_What is needed_
Without the pictures, give the records again exactly as they appear.

**** Information shown

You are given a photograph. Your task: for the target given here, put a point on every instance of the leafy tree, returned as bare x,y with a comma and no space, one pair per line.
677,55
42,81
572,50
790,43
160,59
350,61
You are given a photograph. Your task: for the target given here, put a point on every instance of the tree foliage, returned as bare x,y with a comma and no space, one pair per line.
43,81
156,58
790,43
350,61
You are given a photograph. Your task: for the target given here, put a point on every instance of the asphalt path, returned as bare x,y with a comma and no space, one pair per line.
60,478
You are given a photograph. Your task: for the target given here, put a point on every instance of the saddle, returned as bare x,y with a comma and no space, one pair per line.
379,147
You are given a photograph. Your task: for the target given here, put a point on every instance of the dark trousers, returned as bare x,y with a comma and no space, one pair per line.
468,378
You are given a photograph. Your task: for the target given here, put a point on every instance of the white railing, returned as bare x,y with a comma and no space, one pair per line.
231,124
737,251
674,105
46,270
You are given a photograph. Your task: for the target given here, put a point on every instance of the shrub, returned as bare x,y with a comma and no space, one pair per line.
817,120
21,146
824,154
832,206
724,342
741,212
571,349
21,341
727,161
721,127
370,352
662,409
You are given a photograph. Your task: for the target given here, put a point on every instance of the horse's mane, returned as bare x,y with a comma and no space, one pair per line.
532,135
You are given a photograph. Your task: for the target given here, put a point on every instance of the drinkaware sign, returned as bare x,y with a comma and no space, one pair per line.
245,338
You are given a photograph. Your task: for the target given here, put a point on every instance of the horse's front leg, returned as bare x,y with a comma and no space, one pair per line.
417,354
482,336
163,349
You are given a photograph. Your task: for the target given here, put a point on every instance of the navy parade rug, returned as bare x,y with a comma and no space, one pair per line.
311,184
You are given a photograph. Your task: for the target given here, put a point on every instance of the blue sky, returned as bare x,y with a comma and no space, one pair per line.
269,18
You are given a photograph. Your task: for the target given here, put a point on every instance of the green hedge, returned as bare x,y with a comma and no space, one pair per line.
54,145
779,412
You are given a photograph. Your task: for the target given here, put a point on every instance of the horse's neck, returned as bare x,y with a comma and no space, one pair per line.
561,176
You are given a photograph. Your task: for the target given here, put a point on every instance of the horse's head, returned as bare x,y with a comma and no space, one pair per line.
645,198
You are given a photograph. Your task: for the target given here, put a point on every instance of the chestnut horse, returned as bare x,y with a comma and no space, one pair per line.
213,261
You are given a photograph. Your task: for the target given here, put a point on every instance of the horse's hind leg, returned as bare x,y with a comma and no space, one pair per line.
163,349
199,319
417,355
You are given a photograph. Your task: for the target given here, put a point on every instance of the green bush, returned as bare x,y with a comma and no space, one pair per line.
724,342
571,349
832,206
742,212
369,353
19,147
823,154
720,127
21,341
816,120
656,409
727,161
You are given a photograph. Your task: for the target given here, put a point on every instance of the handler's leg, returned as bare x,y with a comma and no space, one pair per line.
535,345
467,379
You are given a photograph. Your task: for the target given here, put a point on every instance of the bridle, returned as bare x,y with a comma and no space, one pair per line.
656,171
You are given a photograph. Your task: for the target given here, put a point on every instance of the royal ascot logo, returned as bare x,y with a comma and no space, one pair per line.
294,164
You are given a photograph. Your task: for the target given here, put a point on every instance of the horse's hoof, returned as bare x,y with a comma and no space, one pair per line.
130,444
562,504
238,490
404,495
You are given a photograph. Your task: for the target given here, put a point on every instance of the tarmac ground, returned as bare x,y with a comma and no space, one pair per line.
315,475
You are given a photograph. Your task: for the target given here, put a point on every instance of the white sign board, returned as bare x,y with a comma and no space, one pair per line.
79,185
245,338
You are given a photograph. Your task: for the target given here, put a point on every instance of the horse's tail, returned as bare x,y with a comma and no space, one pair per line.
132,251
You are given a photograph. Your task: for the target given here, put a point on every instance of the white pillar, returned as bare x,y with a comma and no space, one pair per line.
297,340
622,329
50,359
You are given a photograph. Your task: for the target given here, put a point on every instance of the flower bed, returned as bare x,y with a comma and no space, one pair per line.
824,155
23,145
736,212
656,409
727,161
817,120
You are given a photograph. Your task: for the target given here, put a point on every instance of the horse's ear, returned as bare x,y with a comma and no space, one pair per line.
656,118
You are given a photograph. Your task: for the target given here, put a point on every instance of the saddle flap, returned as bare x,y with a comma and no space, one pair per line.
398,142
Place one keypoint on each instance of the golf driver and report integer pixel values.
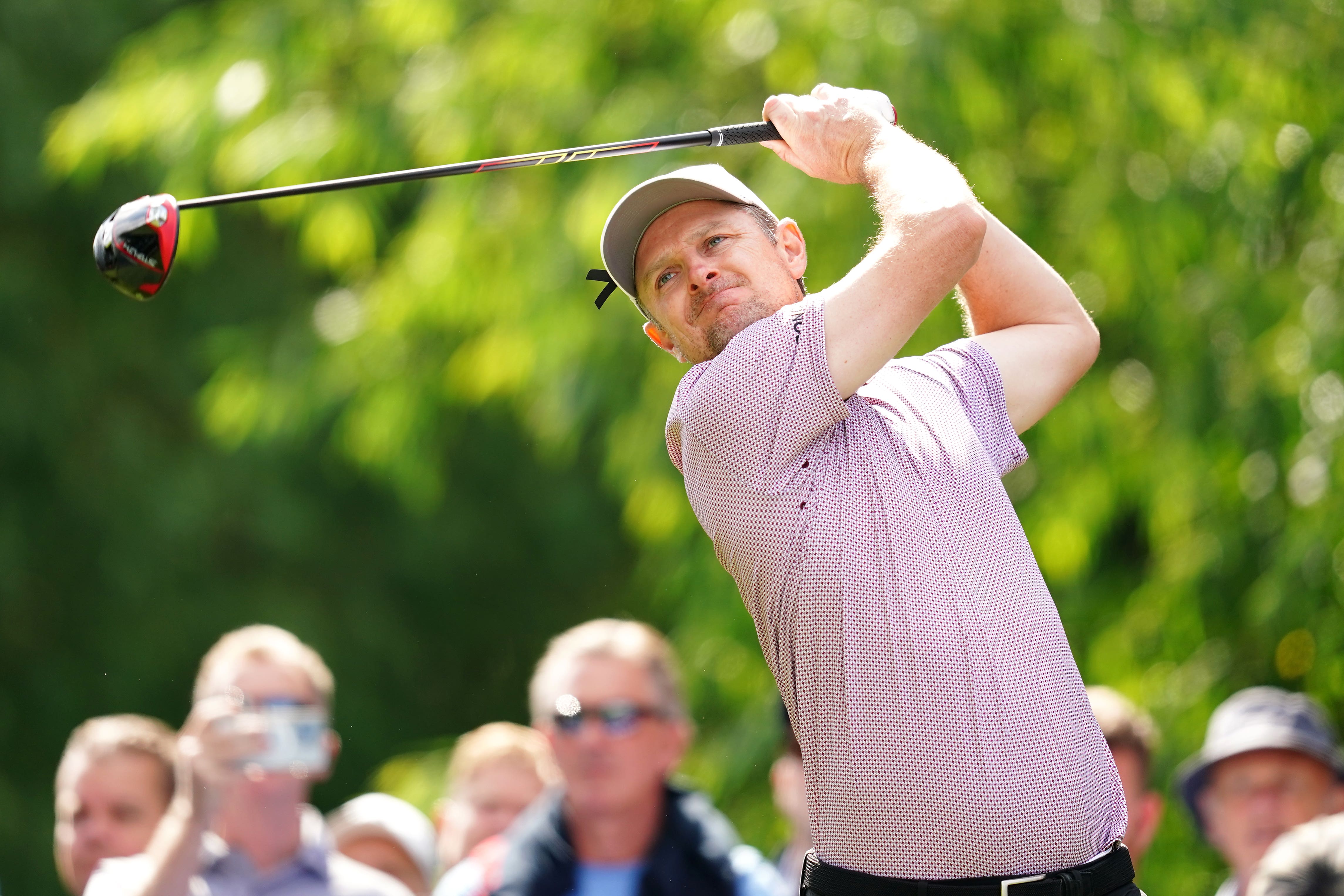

********

_Completed exercise_
You are given a photograph. Your task: for the target given here, put a point on every instance of the leafy tree, returned as bare x,y with a comma and no space, one pair per line.
677,55
42,81
572,50
790,43
160,59
350,61
You are given a photograph. Your task: for the target given here, put a point on every instance of the tree foliage, returned as bare x,y with a comma and no space, one pair per line.
43,81
156,58
790,43
350,61
You are given a photograph. Your task: for the target given here, put a point on every instance of the asphalt path, returned as bare x,y with a comma and no space, one pair per line.
60,478
You are given a photograph. Your task: for the target given here, put a point on every instance of the saddle, returned as bare x,y with a comma and no space, one pair per line.
379,147
You are given a photograph. Your task: for the target given here, put a point on every instance of the dark trousers, returned as bare x,y with a comma and no space, one pair per line.
468,378
You are given a photograph. Your task: for the target given here, put a point on every instance of the white railing, returned as bare x,y with a comma and no space, one pair per line.
231,124
737,251
674,105
46,270
You are given a photograph. Your task: for the target given here, put a point on every instance of the shrub, returned as bare x,y with a comma and no space, one pair per line.
817,120
21,146
824,154
832,206
724,342
741,212
571,349
21,341
727,161
721,127
370,352
662,409
You are given a photograph. Your task: for the target given here, put a point on every instance of the horse's mane, returned as bare x,y with a comma and no space, one pair per line.
532,135
You are given a photograph. Your task: for the target given here, put a point on every instance of the drinkaware sign, returned as bare x,y with a comma and no space, one pair per line.
245,338
You are given a photograph. Your task: for the target given here, put a point on every instance of the horse's front leg, returned as bare x,y with a comma and no space, one pair per line.
417,354
482,336
163,349
You are given a photograph. Your task: for the target given here, put a point on every instance of the navy parade rug, returned as bare x,y with a comma and no space, one pair per line.
311,184
You are given a photograph. Your task: for the target given here, put a point on every instance of the blue sky, returned as bare x,y with a comma and no space, one pair per line.
269,18
You are given a photograph. Your task: for the target given here, put a point on every instance of the green hedge, returned as bare x,y with a comma and no space, one pair per line.
54,145
779,412
You are given a photograph. Your task: for the target given here, put a point on every instance of the horse's neck, returned as bare x,y with a comma and no space, one pair per line.
561,176
You are given a photograph. Your task: for the target given here, put a point on every instance of the horse's head, returned as bare x,y with a comma and no space, one pair per line.
645,198
You are given a photograph. Your task: for the target given here, put a point on every instance of the chestnut horse, returned as bare x,y with a comma and no space, one pair per line.
213,261
You are given a photograph. Your task: for the target given here, put a point on every instance of the horse's hind leg, returned as bare x,y with a comma and no space, one pair per line.
163,349
199,319
417,355
You are given a photograph. Your task: for the target given here, put a point on every instance of the green bush, returned as bare x,y with a comma and no space, one pair per line.
724,342
571,349
832,206
742,212
369,353
19,147
823,154
720,127
21,341
816,120
656,409
727,161
You are given a photograph. Your task: for the target given here, put a point on every instance of the handler's leg, returned as bare x,y with a comma and no space, one pair per line.
535,345
467,379
You are given a photograph. Your task: for the target given here, put a point on every instance of the bridle, returned as bare x,y with a comma and no space, one pair per line.
656,171
You are given a photograph. Your task: for the target given here, put a point on every instance of the royal ascot logo, returned as bare x,y with a comma and no space, one pair per line.
294,164
You are given a photograph. Your task: for the target given here, put a point on every instance of the horse's hoof, returned as bare x,y with a comma and no space, one pair per line.
130,444
562,504
238,490
404,495
You are given a photograph. Your task: for the target given here, put a point on every instance of the tarmac ground, returned as bare x,y with a comma and no space, one pair per line.
315,475
You are given a photograph. Your task: for the target given here, put a point on every instance of the white sign board, returned as bare x,y with a comma and no space, one pair per line.
79,185
245,338
You are given a photograph. Your task: for the target given here, put a point on every instance of the horse's tail, returned as bare x,y with a comma and no space, one pair per line.
132,251
You are given a photograph. Your task: for the target given here, put a point on every instance of the white pillar, returned as bare x,y with a comma and no space, one pair per line.
297,340
622,329
50,359
You are given a photograph. Your task: for the target given here, put a point on every instance of the flower bed, returned as bare x,y with a comma and no space, one pair per line.
824,155
23,145
736,212
656,409
727,161
817,120
You are given a photograph. Your task: for the target given here, put a point on every instance of the horse's ear, returned as bare x,y with a comma and no space, one pair per line.
656,118
You are given a photograph. Your task: for the target given here, put a point on every instance of the saddle flap, returned as bare x,y with a comma and no space, one pair per line.
398,142
Place one keypoint on each instance of the golf driver and report integer pixel values.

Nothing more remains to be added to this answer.